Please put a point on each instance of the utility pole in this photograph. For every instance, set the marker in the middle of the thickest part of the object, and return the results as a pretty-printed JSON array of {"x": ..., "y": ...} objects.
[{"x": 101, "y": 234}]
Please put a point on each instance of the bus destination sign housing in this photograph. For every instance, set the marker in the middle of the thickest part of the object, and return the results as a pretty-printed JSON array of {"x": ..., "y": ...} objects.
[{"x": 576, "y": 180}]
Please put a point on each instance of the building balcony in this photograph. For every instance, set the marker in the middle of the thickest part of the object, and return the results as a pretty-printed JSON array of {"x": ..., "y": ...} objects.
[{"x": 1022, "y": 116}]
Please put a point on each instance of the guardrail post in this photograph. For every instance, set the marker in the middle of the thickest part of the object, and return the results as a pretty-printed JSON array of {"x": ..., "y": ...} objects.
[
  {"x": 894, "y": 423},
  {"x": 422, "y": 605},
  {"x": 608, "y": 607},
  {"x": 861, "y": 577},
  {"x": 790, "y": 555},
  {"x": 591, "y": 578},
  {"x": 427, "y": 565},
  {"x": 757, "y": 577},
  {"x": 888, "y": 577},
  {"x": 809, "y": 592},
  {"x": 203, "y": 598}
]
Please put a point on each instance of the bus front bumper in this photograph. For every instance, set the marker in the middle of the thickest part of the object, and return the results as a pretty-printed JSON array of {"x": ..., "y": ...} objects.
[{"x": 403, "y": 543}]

━━━━━━━━━━━━━━━━━━━━

* ASSIGNED TASK:
Nothing but the full listing, copied exactly, belongs in the answer.

* RESPONSE TO THIS EXERCISE:
Please put a point on each instance of the utility pole in this photograph. For every instance, set the marker in the middle of the thickest part of the object, and return the results as a pretty-printed JSON array of {"x": ..., "y": ...} objects.
[{"x": 101, "y": 234}]
Please put a point on each instance of the bus destination sign housing in this photograph. For every instance, set the marker in the middle of the thickest part of the object, and return the results as a pretty-printed JSON array of {"x": ..., "y": ...} objects.
[{"x": 576, "y": 180}]
Please put a point on each instance of the building balcony in this photograph. For every instance, set the marker in the middle of the thickest part of the object, and return the results as a pretty-printed JSON array of {"x": ..., "y": ...} objects.
[{"x": 1022, "y": 116}]
Please put a point on each instance of the guardrail post in this photograph. For every instance, set the marker in the middle of the thickest part of the object, and return the results as a pretty-printed JSON array of {"x": ..., "y": ...} objects.
[
  {"x": 894, "y": 423},
  {"x": 422, "y": 605},
  {"x": 608, "y": 607},
  {"x": 861, "y": 577},
  {"x": 790, "y": 555},
  {"x": 591, "y": 578},
  {"x": 427, "y": 565},
  {"x": 757, "y": 577},
  {"x": 888, "y": 577},
  {"x": 809, "y": 592},
  {"x": 203, "y": 598}
]
Please put a point on each instance of the bus front bumper in this photograph. For every instance, set the marker in the middle of the thickest part of the object, and return the results as a pretty-printed JSON array of {"x": ..., "y": ...} objects.
[{"x": 403, "y": 543}]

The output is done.